• _What to do_:
Can you reproduce the records word for word, from their very first line through and including the line containing "pixel 76 11", leaving the pictures out?
— BEGIN —
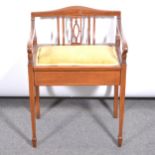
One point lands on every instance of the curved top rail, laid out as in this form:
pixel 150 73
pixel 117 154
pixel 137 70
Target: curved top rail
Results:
pixel 76 11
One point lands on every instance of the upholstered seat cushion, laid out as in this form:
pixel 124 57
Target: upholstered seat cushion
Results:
pixel 77 55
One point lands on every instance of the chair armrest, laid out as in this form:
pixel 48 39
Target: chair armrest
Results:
pixel 123 44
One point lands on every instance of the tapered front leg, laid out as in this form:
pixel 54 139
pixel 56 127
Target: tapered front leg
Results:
pixel 115 112
pixel 32 104
pixel 121 105
pixel 37 102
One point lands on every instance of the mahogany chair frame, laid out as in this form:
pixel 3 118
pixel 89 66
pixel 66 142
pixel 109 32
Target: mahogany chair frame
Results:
pixel 77 75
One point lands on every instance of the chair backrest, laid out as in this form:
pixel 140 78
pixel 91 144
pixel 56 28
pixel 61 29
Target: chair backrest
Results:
pixel 76 25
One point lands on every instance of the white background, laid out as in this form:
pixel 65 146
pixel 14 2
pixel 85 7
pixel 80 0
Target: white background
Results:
pixel 139 28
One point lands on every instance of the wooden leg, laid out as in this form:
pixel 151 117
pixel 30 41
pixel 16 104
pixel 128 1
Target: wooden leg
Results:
pixel 37 102
pixel 32 105
pixel 121 106
pixel 115 113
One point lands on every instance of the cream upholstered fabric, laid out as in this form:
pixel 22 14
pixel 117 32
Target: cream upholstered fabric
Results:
pixel 77 55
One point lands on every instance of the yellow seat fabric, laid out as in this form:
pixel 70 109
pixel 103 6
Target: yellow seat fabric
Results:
pixel 77 55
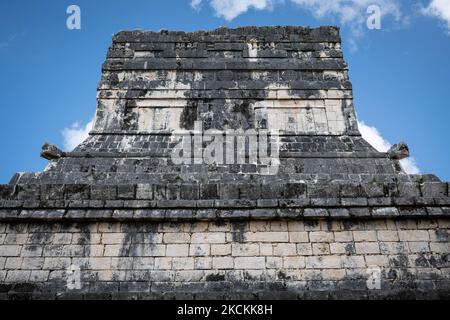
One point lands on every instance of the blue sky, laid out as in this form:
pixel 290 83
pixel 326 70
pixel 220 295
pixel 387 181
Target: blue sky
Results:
pixel 49 74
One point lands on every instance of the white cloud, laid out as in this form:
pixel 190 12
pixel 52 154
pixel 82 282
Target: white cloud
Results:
pixel 76 134
pixel 439 9
pixel 230 9
pixel 373 136
pixel 195 4
pixel 347 12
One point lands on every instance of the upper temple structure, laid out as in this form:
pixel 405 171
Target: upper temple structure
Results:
pixel 225 164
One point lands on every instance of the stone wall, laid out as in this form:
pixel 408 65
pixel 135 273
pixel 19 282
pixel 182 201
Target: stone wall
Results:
pixel 244 259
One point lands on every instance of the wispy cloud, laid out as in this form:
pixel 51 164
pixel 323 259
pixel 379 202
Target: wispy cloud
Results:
pixel 76 134
pixel 439 9
pixel 373 136
pixel 348 13
pixel 196 4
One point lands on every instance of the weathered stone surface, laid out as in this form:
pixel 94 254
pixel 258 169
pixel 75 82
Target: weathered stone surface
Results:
pixel 398 151
pixel 117 218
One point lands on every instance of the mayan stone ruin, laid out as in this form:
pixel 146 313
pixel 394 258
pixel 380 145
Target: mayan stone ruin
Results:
pixel 137 211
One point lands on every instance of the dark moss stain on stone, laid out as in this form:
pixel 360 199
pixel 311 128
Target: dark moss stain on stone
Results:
pixel 238 231
pixel 311 223
pixel 442 235
pixel 350 249
pixel 189 115
pixel 282 276
pixel 432 260
pixel 399 260
pixel 215 277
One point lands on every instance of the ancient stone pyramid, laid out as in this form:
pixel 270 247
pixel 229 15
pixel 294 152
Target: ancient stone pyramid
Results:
pixel 119 217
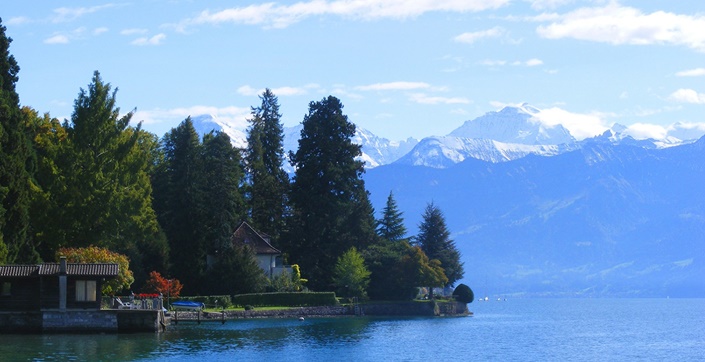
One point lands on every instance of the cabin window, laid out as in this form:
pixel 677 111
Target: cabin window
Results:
pixel 85 290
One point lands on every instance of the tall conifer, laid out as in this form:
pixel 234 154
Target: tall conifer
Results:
pixel 268 182
pixel 331 208
pixel 15 154
pixel 434 239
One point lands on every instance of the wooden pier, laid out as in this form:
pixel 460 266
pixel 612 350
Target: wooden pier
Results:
pixel 198 318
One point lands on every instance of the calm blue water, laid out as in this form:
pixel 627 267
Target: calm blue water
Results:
pixel 513 330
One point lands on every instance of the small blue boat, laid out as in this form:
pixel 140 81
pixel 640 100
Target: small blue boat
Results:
pixel 187 305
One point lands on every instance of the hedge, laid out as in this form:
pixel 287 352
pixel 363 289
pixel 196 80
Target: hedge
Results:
pixel 285 299
pixel 211 301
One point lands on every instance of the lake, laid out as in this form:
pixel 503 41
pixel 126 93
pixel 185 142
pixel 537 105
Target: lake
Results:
pixel 511 330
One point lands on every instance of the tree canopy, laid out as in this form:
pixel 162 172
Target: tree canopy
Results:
pixel 434 239
pixel 331 208
pixel 268 181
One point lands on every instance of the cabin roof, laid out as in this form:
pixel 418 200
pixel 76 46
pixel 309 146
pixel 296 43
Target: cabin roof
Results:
pixel 73 269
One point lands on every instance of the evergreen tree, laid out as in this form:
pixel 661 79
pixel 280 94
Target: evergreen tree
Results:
pixel 434 239
pixel 268 182
pixel 94 175
pixel 178 202
pixel 223 202
pixel 331 208
pixel 350 275
pixel 391 226
pixel 15 157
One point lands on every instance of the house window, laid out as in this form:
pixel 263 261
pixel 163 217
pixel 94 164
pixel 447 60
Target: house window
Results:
pixel 85 290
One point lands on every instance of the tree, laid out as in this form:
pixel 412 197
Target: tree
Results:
pixel 178 202
pixel 350 275
pixel 391 225
pixel 268 182
pixel 94 176
pixel 236 272
pixel 421 270
pixel 93 254
pixel 331 208
pixel 463 294
pixel 223 203
pixel 434 239
pixel 16 157
pixel 159 285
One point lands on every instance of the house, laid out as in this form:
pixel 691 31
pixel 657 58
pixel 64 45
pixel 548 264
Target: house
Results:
pixel 53 286
pixel 268 257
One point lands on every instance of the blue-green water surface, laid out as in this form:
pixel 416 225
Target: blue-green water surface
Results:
pixel 512 330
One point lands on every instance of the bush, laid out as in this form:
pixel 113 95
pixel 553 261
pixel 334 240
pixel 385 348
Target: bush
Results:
pixel 463 294
pixel 285 299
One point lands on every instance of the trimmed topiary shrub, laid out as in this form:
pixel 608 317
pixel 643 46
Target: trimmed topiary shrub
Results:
pixel 464 294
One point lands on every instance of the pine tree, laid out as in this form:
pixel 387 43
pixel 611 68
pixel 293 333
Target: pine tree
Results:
pixel 268 182
pixel 224 204
pixel 391 226
pixel 331 208
pixel 434 239
pixel 94 176
pixel 178 202
pixel 15 155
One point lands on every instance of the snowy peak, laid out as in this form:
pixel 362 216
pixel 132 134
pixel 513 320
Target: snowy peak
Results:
pixel 206 123
pixel 514 125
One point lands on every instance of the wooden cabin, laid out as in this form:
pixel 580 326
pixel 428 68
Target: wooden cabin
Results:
pixel 53 286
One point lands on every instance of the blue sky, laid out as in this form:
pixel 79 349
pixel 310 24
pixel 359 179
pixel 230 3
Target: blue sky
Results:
pixel 402 68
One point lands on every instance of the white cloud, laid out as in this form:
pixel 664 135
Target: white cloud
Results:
pixel 533 62
pixel 155 40
pixel 697 72
pixel 68 14
pixel 687 96
pixel 281 16
pixel 425 99
pixel 581 126
pixel 19 20
pixel 498 63
pixel 57 39
pixel 393 86
pixel 235 116
pixel 547 4
pixel 617 24
pixel 472 37
pixel 133 31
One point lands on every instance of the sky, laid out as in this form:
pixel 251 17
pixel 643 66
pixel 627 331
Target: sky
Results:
pixel 402 68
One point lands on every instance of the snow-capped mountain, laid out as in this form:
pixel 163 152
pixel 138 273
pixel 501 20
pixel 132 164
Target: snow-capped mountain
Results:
pixel 604 219
pixel 514 125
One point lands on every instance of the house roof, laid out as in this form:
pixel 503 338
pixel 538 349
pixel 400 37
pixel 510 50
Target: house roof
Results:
pixel 92 269
pixel 18 270
pixel 73 269
pixel 247 235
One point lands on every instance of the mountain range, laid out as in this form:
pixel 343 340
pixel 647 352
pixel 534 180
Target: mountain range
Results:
pixel 536 212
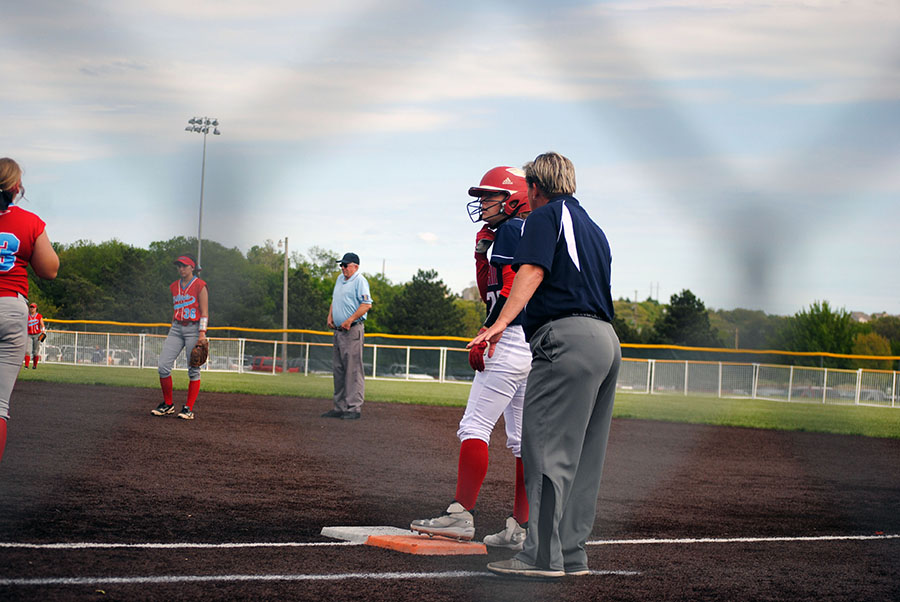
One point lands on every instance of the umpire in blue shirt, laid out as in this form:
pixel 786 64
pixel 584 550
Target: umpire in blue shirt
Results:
pixel 563 274
pixel 350 302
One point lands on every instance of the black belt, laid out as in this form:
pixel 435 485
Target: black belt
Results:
pixel 581 315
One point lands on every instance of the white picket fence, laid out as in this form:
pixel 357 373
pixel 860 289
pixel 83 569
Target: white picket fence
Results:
pixel 449 364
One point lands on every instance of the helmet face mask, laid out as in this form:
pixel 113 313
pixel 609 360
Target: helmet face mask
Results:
pixel 509 181
pixel 476 208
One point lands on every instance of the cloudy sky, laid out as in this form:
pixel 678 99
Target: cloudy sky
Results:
pixel 746 150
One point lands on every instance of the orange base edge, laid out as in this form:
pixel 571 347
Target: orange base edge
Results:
pixel 427 546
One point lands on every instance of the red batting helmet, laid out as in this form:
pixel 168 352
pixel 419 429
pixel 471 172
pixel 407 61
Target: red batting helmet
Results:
pixel 508 180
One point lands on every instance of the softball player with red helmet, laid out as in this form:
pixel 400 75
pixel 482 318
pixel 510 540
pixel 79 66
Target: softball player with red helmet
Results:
pixel 35 329
pixel 499 384
pixel 23 241
pixel 190 299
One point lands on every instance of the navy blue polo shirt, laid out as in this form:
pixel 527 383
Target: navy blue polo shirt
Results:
pixel 562 239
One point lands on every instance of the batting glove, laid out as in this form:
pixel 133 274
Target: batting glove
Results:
pixel 483 240
pixel 476 354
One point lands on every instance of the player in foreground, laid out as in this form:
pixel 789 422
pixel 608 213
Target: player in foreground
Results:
pixel 562 267
pixel 35 332
pixel 191 302
pixel 499 384
pixel 24 241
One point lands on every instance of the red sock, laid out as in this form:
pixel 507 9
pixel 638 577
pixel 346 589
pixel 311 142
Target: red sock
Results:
pixel 473 458
pixel 166 384
pixel 2 437
pixel 193 391
pixel 520 507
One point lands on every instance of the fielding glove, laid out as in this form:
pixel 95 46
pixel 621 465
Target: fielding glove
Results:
pixel 476 354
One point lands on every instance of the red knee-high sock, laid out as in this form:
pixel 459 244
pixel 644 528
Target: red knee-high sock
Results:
pixel 2 437
pixel 193 391
pixel 473 458
pixel 520 507
pixel 166 384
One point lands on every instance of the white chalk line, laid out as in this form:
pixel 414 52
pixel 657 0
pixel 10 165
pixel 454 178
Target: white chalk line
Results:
pixel 693 540
pixel 600 542
pixel 174 546
pixel 46 581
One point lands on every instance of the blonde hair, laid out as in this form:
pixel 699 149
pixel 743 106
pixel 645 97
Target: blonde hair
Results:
pixel 10 173
pixel 553 173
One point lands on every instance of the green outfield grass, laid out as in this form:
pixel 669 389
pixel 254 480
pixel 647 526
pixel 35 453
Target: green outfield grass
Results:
pixel 751 413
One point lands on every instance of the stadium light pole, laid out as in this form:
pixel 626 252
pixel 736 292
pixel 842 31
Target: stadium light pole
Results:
pixel 284 309
pixel 201 125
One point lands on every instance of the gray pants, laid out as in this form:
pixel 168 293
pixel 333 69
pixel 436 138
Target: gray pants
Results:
pixel 180 337
pixel 13 336
pixel 568 409
pixel 349 377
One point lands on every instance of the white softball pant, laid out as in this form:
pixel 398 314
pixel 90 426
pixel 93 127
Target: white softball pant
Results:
pixel 499 389
pixel 13 336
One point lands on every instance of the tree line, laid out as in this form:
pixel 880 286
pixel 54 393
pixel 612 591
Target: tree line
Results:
pixel 115 281
pixel 818 328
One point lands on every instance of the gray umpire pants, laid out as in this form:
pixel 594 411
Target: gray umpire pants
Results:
pixel 565 427
pixel 13 336
pixel 347 367
pixel 181 336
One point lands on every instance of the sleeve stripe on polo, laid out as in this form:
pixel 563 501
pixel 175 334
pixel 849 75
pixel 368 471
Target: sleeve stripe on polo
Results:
pixel 567 230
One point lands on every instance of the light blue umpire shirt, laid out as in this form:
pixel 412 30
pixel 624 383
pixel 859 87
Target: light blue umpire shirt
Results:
pixel 348 295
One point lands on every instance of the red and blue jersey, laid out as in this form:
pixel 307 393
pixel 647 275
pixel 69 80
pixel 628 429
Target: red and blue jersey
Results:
pixel 18 231
pixel 34 323
pixel 186 300
pixel 500 276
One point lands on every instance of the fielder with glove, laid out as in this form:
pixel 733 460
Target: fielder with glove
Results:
pixel 190 299
pixel 499 384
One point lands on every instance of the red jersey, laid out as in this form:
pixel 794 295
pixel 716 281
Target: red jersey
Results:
pixel 18 231
pixel 34 323
pixel 186 300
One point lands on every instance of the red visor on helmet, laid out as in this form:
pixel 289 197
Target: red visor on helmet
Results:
pixel 507 180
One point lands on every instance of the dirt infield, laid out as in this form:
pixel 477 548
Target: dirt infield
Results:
pixel 91 465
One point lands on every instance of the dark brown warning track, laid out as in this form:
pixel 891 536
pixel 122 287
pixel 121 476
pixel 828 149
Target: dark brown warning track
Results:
pixel 90 464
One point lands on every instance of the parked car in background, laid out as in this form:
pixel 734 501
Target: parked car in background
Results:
pixel 415 372
pixel 52 353
pixel 263 363
pixel 120 357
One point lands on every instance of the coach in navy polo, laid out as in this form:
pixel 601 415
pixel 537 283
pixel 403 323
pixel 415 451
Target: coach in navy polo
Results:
pixel 563 275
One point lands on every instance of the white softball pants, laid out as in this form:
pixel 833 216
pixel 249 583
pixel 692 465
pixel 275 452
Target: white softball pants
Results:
pixel 499 389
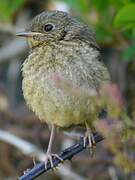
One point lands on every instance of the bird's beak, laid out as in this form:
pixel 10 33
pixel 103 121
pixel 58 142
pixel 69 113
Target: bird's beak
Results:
pixel 27 34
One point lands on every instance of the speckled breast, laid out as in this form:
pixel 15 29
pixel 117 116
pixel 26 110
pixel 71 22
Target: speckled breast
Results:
pixel 58 104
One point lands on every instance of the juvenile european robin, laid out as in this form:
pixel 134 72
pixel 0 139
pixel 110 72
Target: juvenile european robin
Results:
pixel 62 47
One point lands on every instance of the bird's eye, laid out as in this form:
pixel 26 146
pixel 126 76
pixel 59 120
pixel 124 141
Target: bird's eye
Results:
pixel 48 27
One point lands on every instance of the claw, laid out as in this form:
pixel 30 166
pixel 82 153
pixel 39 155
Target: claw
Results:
pixel 49 158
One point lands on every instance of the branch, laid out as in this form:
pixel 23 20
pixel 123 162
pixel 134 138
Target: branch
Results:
pixel 67 154
pixel 31 150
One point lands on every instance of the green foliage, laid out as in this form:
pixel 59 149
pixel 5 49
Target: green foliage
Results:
pixel 8 8
pixel 129 53
pixel 125 18
pixel 79 5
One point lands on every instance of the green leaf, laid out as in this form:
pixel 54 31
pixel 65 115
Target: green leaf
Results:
pixel 82 6
pixel 125 18
pixel 129 53
pixel 8 8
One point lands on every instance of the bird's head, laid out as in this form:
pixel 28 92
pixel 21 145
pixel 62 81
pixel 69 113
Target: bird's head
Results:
pixel 54 26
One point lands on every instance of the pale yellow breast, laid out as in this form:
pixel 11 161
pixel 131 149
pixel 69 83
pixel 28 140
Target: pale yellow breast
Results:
pixel 50 103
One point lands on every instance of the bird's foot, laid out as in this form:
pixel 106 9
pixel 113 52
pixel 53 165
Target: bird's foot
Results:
pixel 49 158
pixel 91 141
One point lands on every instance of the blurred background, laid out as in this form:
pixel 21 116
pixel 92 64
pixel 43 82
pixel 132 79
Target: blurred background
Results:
pixel 114 23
— END —
• _Answer for the task_:
One point lands on every instance of the curved top rail, laid out as in this form:
pixel 150 73
pixel 117 154
pixel 137 70
Target: curved top rail
Results:
pixel 76 11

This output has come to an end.